### Available data
● ● ● ● ●
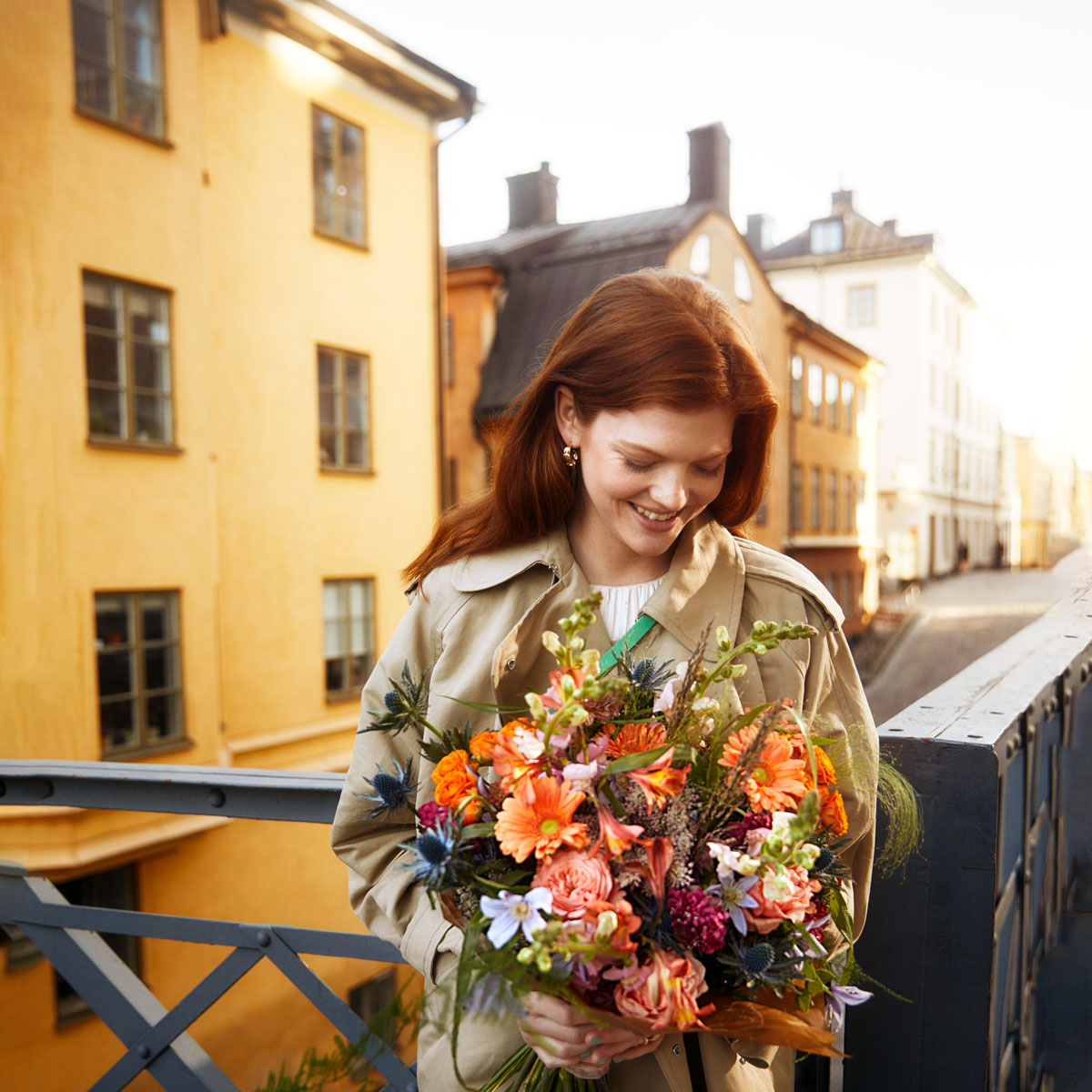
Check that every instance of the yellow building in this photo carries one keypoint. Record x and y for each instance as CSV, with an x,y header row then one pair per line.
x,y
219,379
● ● ● ● ●
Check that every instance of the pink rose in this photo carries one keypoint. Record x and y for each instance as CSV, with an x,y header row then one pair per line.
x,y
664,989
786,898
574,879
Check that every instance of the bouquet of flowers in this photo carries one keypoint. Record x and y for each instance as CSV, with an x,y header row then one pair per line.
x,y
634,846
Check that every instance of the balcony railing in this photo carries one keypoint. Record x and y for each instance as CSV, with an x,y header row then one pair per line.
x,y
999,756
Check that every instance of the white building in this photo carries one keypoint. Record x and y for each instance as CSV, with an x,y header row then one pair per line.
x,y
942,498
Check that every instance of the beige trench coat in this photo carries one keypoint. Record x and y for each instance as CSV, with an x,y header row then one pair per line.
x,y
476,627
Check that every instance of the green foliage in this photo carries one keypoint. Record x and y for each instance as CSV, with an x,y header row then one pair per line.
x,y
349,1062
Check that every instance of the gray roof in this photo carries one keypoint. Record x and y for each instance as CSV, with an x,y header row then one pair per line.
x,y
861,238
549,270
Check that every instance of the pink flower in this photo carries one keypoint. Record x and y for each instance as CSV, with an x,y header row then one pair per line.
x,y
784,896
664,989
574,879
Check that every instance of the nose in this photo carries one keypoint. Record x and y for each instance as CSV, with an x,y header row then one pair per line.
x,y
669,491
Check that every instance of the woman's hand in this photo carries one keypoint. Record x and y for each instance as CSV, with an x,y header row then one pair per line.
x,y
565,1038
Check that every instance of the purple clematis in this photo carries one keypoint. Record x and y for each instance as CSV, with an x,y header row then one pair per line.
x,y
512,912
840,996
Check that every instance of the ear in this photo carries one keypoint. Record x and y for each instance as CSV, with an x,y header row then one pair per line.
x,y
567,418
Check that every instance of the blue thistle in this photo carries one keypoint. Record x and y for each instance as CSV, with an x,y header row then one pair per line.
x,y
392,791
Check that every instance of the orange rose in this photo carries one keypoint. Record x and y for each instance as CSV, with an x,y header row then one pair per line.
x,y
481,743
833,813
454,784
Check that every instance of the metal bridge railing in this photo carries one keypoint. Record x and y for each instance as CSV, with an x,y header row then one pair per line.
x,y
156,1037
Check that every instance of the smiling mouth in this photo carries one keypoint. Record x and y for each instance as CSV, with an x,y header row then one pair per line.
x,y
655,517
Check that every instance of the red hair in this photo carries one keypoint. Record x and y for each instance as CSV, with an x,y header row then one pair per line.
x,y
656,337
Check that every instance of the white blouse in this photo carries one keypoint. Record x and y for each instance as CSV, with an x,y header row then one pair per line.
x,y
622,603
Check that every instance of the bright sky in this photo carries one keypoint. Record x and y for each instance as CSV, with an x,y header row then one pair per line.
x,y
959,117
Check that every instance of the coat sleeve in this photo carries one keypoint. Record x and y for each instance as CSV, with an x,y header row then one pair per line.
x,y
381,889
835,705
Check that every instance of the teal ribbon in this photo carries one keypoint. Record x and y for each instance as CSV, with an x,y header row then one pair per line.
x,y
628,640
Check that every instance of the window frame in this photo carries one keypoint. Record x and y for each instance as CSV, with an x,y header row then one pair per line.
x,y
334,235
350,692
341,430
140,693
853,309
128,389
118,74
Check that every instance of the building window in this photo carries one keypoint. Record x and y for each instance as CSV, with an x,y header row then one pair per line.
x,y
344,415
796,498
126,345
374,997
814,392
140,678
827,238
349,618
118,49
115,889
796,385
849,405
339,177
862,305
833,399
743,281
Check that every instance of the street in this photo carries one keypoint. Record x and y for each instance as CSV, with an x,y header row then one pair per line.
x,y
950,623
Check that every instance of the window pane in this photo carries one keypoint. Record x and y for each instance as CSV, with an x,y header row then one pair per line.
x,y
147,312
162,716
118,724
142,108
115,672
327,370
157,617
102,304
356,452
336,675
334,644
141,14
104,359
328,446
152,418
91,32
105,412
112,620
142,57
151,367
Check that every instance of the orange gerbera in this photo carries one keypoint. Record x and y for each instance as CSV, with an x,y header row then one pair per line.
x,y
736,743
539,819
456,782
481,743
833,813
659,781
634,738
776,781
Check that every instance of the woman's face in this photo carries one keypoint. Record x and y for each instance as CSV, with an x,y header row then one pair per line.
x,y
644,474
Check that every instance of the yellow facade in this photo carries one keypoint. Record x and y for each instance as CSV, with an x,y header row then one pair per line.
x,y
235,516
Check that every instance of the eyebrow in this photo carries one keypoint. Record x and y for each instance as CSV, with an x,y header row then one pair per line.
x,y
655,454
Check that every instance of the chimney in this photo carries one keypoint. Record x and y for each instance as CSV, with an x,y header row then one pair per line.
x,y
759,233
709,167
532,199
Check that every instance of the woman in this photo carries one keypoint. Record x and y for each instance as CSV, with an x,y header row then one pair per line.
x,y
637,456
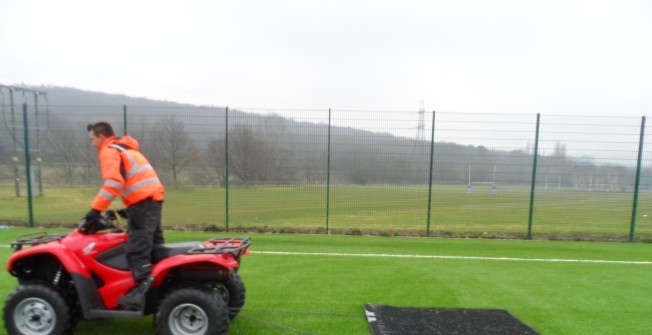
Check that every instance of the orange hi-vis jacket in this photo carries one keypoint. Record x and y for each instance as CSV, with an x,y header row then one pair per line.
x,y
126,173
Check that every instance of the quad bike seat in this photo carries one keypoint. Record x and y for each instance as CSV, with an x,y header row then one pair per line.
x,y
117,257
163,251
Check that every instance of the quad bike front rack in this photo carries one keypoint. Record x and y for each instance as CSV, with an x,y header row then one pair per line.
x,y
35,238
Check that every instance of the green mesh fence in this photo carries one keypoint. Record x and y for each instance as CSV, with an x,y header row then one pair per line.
● ● ● ● ●
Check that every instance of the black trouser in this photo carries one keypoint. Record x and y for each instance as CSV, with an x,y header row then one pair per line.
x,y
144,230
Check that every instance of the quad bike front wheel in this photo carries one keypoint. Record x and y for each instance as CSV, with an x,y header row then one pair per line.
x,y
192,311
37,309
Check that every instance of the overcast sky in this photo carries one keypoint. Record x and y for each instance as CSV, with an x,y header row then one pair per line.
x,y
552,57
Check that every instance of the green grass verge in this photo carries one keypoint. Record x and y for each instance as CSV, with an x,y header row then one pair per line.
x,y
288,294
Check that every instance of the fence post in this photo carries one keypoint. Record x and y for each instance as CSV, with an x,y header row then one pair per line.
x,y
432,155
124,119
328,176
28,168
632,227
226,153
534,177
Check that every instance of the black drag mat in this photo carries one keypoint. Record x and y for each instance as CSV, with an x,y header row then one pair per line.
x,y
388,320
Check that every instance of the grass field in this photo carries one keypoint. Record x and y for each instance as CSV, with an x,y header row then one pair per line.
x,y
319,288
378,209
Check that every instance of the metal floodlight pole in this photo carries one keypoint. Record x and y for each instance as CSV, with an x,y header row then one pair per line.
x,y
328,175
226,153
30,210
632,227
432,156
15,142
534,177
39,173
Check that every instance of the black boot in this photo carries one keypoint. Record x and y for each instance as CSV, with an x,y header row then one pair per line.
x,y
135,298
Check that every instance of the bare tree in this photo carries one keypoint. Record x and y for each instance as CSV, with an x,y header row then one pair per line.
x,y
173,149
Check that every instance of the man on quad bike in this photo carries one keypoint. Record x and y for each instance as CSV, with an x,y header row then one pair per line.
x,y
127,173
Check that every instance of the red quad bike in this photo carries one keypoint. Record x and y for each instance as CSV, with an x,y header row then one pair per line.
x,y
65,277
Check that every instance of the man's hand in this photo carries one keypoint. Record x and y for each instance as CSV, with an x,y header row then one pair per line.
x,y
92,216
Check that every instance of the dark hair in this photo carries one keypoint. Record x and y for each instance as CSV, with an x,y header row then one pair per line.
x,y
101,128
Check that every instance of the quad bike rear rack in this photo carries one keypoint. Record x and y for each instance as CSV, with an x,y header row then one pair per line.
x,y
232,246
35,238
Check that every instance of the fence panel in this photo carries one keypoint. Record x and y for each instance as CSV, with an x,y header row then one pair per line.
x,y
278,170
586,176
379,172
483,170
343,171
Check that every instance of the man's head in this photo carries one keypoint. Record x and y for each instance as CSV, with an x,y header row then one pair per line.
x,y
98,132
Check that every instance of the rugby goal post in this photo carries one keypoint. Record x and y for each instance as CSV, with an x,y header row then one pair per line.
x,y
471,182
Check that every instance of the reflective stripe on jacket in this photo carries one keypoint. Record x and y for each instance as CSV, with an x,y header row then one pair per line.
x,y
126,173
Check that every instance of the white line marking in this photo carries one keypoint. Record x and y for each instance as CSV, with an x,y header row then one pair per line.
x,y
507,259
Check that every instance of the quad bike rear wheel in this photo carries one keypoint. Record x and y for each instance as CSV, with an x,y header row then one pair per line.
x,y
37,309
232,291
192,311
● ● ● ● ●
### Set problem
Give the lines again from the one containing "Check that every instance of the quad bike front rack" through the one containing "Check that every instance of the green mesh", with "keypoint" swapped for "marker" and everything else left unchanged.

### The response
Check that every instance of the quad bike front rack in this photo carries one marker. Record x and y for each instance as CSV, with an x,y header row then one pair per line.
x,y
35,238
Check that every instance of the green mesh fence in this photo carries one marker. Record x and y for each instance as CSV, with an x,y header row then one pair per line.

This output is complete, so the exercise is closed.